* Using the information
1 > In the article on phantom phone rings, rewrite everything from "Not only can" down to "for it: fauxcellarm.", switching "fauxcellarm" to "phone fakeout".
2 > What frequency range does the article on phantom phone rings say the ear is particularly sensitive to?

--- Text for analysis Enclosed Below ---

If you’re one of the millions of people connected to a cell phone all day, perhaps you’ve wondered about that mysterious ringing in your ears.
You’ll be sitting on the couch and watching TV, let’s say, when you hear your cell phone trill. But when you go to answer it, you discover that it isn’t really ringing. The same might happen while you’re walking down the street with traffic rushing by, while listening to the car radio, or even when you’re taking a shower.
You hear your phone ringing when no one is calling.
Internet blogs and forums have been blabbing about this curious phenomenon for some time now, a sort of online group-therapy session convened by a single question: “Is it just me, or do other people out there hear their cell phones ringing when they’re not?”
So when The New York Times reported on the phenomenon last week, offering a scientific explanation for those annoying “phantom phone rings,” cell-phone users everywhere were able to breathe a sigh of relief – and immediately get on their phones and keyboards to spread the good word.
“Thanks for letting me know I’m not crazy,” wrote one grateful person on a tech site I visited recently.
According to sound experts quoted in the article, this audio illusion is a kind of Pavlovian response triggered in the brains of people who live in “a constant state of phone vigilance.” The “psycho-acoustic” phenomenon, the Times reported, is related to the way the brain interprets sound. The ear gives unequal weights to certain frequencies, “making it particularly sensitive to sound in the range of 1,000 to 6,000 hertz, scientists say.”
Babies tend to cry in this range, providing a handy evolutionary alert to parents, and cell phones ring in the same acoustical zone, too – the simple, more traditional ring tones, that is, as opposed to the popular music variety. Which means, in other words, that our brains are conditioned to respond to phone rings as they are to wailing babies.
Not only can 1,000-hertz tones be generated by many things in the world around us, according to the story, the sounds are maddeningly difficult to pinpoint. Hence, the increasingly common auditory confusion that results when a tone from a TV advertising jingle – or the squeal of brakes, the sound of running water, the shriek of a hair dryer, you name it – fools a person into answering a cell phone when there’s no one on the other end. There’s even a whimsical name for it: fauxcellarm.
Simple enough, right? Well, not to many of the conspiracy theorists on the Web, who insist that clever TV marketers are intentionally triggering phantom rings in our heads to get us to pay closer attention to their ads and maybe pick up our phones to order products. While a few advertising types in the story scoffed at the subliminal advertising notion – “Manipulative? Us?” – one said it may actually have merit.
“People are using a sound trigger to control emotions,” said the chief creative officer of the Arnell Group in New York. “The most controlling device in our life right now is a cell phone.”
Technology-induced paranoia aside, the important thing to remember, dear reader, is that you’re not crazy after all, no matter how many phantom ring tones are zinging through your noggin. But if you’re actually taking your cell into the shower with you, a good therapist may be only a phone call away.

--- End of Enclosed Text for analysis ---
--- Listed records Enclosed Below ---

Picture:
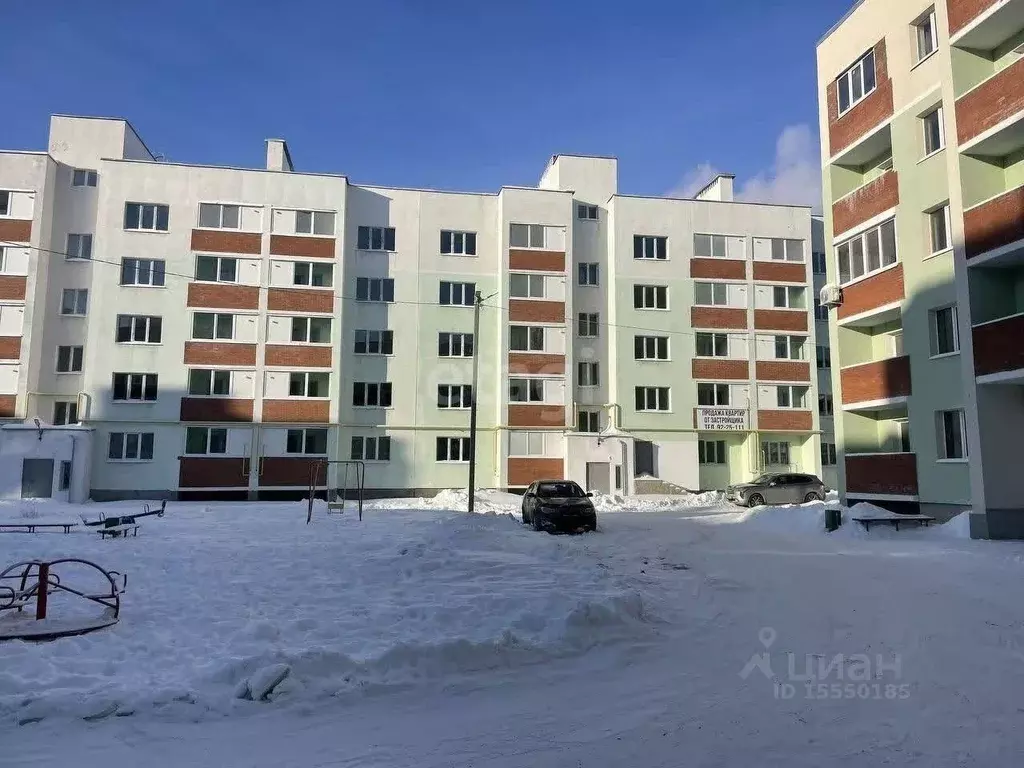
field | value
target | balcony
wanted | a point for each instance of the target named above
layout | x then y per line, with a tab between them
882	474
879	385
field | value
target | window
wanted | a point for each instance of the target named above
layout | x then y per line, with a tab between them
526	390
142	271
526	236
375	239
650	247
526	286
205	440
375	289
69	359
934	133
66	412
526	338
216	268
74	301
457	294
589	421
316	222
455	345
134	387
82	177
371	394
455	395
146	216
453	450
823	356
213	326
311	330
207	383
130	446
372	449
374	342
588	325
458	244
218	216
590	273
650	347
651	398
312	274
713	394
650	297
944	332
310	441
712	452
788	297
138	329
926	34
856	82
79	247
786	250
951	435
791	396
712	345
938	227
588	374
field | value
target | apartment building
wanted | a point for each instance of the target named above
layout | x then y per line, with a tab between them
209	332
922	120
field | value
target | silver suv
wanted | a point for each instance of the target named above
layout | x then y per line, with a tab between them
777	487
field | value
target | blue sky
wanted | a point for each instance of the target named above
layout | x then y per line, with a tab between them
439	93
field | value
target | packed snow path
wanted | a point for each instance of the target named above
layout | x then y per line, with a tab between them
430	638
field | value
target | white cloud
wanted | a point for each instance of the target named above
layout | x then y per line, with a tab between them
794	178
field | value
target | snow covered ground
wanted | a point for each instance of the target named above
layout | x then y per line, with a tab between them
426	636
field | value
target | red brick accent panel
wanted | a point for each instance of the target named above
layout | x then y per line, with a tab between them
719	268
998	346
783	371
866	114
708	368
780	320
312	248
220	241
299	300
779	271
784	421
12	287
879	290
15	230
865	202
532	363
876	381
537	416
715	316
524	471
291	470
206	472
525	310
997	222
883	473
216	409
298	355
549	261
220	296
297	412
219	353
10	347
991	102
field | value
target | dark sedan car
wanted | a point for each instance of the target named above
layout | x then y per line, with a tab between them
558	505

--- End of Enclosed Listed records ---

* Outputs by task
1 >
Not only can 1,000-hertz tones be generated by many things in the world around us, according to the story, the sounds are maddeningly difficult to pinpoint. Hence, the increasingly common auditory confusion that results when a tone from a TV advertising jingle – or the squeal of brakes, the sound of running water, the shriek of a hair dryer, you name it – fools a person into answering a cell phone when there’s no one on the other end. There’s even a whimsical name for it: phone fakeout.

2 > 1,000 to 6,000 hertz